*** DATA RECORDS Section Begins ***
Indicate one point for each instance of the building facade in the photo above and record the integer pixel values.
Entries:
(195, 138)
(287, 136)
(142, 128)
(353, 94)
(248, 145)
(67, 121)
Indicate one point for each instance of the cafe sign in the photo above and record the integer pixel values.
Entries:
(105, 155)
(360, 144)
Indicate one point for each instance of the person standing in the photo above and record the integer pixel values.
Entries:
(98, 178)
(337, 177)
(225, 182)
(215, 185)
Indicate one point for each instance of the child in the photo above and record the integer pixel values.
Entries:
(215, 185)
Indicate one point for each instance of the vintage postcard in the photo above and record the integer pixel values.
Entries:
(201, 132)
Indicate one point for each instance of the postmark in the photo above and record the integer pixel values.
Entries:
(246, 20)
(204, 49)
*** DATA RECORDS Section Ends ***
WHAT THIS TASK INVOLVES: Repeat, character for character, the lines from the one that holds "Indicate one point for each instance of the child" to the final line of the material, inclusive, and no other lines.

EXERCISE RESULT:
Indicate one point for each instance of the child in the photo above and record the integer pixel values.
Entries:
(215, 185)
Indicate one point for each instance of the vintage postcard in the photo above and record the integer pixel values.
Entries:
(201, 132)
Indicate one point for each instance of the postmark in the photo above and record the integer pixel values.
Entries:
(246, 20)
(204, 49)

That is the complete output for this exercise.